*EXCERPT PROVIDED:*
# Westfield Columbia1942 G519 Frame and Fork MG90116 J9



## Mercian (Jul 29, 2019)

Hi All,

during a recent conversation Whitey1736 mentioned a recent sale of a G519 frame through EBAY, seller nostalgicdave.

The frame is an early straightbar/coffin chainwheel, built Sept 1942.

http://rover.ebay.com/rover/1/711-5...0001&campid=5335809022&icep_item=133102250231 

For reference, here are the seller's description and photos:

_You know what this is!  Genuine original WW2 Military issue bicycle frame and fork manufactured by Westfield Mfg (Columbia).  The frame has several layers of paint that obscure the welds somewhat, but you can still see them. The joint just above the crank housing on the seat tube has been cracked, so this will need to be repaired. There are also the typical dents in the tubing where the kickstand bolted on. Otherwise the frame is in nice condition.  The fork is also original and even has some remnants of the olive drab green paint visible.  It will need the steer tube replaced, as the top part of the threads is broken off.

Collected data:
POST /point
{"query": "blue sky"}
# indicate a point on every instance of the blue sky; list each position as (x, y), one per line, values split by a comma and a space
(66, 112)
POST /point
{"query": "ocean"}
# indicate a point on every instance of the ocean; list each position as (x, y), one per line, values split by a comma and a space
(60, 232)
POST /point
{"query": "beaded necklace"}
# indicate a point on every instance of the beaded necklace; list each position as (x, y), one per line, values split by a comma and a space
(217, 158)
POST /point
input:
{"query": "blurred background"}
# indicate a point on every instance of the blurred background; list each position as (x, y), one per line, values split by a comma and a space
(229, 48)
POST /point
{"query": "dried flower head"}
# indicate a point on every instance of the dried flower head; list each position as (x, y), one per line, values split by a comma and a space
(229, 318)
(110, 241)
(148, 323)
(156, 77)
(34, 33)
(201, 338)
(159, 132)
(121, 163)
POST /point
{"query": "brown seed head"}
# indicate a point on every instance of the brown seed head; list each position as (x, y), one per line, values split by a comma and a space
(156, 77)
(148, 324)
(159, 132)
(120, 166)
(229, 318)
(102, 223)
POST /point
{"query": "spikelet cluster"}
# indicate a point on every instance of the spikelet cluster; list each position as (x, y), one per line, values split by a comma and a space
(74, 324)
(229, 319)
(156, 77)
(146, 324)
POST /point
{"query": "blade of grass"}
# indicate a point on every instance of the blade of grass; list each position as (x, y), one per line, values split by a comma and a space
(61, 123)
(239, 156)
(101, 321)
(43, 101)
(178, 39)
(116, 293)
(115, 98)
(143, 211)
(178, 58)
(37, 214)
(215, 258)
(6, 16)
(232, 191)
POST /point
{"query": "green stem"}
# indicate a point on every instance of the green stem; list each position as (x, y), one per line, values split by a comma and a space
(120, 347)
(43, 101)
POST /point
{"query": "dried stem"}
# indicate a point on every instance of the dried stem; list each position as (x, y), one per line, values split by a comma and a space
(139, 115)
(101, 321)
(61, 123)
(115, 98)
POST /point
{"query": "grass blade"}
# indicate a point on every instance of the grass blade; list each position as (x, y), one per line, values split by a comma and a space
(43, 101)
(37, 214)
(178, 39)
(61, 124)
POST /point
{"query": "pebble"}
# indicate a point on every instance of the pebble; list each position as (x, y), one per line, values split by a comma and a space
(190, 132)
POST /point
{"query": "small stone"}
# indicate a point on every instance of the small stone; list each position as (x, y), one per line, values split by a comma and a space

*GOAL OF THE EXERCISE:* Please continue the forum post about the Westfield G519 frame and fork from the point where it stops.

*REPLY TO THE EXERCISE:*
Look the photos over closely so you know what you are bidding on, and ask questions if you have any._


















































Best Regards,

Adrian


----------



## Goldslinger (Jul 30, 2019)

My very early mg42966 has almost no welds on the frame joints. It’s neat how the production changed in such a short time.


----------



## Bozman (Jul 30, 2019)

Historically the 1942 Curved Bar Columbia G519s did not have the heavy welded joints the later straight bar models had.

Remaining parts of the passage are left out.